* _Stated exercise_
Pick out each line in the records below that contains the word "white" and copy it.

Extracted data records
* start *
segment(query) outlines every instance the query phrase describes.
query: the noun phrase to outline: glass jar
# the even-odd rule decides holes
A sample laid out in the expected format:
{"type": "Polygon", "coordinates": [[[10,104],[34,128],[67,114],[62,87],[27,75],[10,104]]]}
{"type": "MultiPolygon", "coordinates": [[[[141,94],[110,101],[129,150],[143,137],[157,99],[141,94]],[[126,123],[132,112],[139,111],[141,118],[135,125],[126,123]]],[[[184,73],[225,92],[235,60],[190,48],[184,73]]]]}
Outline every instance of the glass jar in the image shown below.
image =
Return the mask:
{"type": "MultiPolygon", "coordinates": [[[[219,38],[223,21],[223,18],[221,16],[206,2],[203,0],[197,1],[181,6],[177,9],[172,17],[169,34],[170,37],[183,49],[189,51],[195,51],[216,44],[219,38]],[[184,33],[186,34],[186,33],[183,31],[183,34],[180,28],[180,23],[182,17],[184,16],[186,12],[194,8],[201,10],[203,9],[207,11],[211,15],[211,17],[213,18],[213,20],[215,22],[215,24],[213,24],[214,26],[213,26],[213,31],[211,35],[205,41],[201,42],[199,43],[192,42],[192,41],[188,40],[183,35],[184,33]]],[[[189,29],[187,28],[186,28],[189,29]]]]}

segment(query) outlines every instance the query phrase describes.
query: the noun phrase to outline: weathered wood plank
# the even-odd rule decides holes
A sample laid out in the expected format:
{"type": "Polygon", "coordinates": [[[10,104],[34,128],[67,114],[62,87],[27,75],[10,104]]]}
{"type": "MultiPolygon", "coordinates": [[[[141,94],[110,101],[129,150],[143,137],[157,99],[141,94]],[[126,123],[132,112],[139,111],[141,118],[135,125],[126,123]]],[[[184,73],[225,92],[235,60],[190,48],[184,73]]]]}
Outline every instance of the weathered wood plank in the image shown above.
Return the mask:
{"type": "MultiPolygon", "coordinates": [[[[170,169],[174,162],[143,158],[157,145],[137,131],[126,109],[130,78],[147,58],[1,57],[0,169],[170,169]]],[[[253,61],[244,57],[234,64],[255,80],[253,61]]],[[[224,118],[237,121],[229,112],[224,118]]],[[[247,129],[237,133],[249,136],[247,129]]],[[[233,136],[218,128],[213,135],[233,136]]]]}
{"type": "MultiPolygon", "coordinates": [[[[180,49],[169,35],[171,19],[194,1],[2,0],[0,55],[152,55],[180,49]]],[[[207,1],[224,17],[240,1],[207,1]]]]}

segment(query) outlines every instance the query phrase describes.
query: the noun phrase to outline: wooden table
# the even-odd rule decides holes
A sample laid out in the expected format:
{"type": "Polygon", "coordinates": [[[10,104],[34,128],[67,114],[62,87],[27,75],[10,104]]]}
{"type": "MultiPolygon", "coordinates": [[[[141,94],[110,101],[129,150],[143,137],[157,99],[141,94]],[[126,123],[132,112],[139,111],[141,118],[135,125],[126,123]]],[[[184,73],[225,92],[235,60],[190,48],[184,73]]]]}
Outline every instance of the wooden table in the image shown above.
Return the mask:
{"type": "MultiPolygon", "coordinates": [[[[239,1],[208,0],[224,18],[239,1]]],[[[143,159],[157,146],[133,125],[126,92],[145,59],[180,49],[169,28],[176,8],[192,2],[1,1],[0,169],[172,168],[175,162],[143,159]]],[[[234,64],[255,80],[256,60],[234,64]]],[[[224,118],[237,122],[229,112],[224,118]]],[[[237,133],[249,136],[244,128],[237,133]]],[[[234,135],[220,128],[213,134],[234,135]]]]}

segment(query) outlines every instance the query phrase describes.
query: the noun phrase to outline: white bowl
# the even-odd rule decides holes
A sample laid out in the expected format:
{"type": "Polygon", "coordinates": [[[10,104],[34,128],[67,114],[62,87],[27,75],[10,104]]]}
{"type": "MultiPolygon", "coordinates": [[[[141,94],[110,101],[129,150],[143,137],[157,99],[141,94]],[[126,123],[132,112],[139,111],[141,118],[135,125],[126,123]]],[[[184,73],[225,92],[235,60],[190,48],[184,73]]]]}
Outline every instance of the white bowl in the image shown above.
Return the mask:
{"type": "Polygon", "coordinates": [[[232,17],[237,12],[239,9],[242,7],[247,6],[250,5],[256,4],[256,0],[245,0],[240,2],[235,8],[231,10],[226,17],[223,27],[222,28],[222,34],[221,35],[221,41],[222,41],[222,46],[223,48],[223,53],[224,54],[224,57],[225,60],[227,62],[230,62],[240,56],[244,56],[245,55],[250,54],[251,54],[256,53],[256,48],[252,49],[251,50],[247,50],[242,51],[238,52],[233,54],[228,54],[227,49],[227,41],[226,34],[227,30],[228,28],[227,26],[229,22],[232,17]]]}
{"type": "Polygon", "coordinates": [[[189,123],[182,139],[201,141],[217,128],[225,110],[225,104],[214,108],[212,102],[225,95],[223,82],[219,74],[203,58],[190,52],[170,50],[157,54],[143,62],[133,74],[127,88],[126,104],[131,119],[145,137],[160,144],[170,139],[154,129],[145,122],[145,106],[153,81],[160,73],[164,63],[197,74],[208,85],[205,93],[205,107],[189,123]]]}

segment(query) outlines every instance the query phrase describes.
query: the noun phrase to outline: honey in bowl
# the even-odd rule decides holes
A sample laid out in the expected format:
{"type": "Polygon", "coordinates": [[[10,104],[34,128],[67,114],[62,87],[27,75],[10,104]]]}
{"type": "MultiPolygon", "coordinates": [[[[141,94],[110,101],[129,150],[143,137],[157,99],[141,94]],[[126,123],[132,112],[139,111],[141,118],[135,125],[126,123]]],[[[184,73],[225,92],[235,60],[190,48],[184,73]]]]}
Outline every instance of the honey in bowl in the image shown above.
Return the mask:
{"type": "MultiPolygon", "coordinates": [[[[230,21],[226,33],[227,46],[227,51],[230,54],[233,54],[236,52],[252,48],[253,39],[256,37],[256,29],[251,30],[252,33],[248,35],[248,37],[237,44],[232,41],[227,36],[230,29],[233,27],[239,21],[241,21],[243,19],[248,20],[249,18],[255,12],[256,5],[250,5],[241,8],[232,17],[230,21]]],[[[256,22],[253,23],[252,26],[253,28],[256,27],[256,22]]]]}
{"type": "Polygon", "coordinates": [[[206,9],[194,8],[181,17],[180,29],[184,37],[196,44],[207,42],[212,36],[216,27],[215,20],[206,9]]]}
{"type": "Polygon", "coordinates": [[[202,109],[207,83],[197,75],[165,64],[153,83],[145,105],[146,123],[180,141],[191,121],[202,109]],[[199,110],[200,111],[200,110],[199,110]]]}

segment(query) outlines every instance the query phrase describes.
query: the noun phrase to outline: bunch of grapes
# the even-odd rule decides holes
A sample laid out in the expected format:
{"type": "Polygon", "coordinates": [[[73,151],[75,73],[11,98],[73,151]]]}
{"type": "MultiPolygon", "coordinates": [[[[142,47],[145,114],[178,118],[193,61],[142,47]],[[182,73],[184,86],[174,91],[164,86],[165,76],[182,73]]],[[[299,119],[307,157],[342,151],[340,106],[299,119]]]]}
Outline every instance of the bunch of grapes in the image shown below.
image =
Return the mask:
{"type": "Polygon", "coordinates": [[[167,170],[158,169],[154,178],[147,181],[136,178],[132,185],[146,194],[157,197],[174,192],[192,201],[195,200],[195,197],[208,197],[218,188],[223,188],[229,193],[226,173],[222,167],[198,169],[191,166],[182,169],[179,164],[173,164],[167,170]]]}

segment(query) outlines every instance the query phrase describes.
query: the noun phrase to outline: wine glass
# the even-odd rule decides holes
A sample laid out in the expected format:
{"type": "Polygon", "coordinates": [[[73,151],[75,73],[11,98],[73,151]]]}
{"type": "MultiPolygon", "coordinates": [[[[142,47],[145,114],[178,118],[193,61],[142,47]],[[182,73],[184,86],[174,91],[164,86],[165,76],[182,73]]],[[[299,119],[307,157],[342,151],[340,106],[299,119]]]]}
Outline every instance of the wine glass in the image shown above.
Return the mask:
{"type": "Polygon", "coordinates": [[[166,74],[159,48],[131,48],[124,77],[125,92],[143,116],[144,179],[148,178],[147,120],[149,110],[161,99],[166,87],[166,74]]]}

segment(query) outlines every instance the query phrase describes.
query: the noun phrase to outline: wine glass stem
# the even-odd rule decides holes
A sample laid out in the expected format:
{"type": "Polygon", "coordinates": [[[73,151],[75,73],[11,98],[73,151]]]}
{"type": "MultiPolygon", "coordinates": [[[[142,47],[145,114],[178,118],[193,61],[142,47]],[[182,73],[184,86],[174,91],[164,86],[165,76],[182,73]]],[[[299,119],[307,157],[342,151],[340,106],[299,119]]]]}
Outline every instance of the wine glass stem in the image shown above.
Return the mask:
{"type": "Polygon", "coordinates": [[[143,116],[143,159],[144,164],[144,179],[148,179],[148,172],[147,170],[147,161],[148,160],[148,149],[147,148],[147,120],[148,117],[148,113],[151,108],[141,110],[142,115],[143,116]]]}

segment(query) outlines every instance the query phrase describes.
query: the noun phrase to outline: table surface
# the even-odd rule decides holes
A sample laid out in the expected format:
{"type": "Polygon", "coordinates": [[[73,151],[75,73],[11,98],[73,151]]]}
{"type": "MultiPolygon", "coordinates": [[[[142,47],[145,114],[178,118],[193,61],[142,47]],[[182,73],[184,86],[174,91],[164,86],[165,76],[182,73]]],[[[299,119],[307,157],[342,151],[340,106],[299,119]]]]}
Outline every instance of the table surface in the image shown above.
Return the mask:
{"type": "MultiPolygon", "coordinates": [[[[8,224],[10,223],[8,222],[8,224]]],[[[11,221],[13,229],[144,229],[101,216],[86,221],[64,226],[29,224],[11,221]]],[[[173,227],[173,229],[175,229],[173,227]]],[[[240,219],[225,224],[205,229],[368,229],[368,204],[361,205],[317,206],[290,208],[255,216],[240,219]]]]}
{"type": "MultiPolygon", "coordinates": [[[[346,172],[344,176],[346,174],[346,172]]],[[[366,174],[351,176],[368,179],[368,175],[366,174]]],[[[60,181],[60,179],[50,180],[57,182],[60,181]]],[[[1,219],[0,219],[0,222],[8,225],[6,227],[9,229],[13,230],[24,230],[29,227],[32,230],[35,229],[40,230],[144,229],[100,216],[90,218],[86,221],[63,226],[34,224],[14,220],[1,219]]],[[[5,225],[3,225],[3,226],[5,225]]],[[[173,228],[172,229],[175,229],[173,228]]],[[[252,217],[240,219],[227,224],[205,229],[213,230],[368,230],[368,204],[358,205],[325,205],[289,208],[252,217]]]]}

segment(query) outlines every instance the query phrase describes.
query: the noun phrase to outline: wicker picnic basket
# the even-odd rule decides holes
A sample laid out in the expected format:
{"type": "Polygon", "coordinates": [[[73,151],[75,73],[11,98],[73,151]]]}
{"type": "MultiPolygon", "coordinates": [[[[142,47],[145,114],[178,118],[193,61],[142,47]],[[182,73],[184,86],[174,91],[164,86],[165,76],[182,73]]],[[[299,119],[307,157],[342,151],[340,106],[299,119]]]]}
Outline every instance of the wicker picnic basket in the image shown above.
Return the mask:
* end *
* _Finished exercise_
query: the noun phrase to outline: white bowl
Outline every instance of the white bowl in the image shown above.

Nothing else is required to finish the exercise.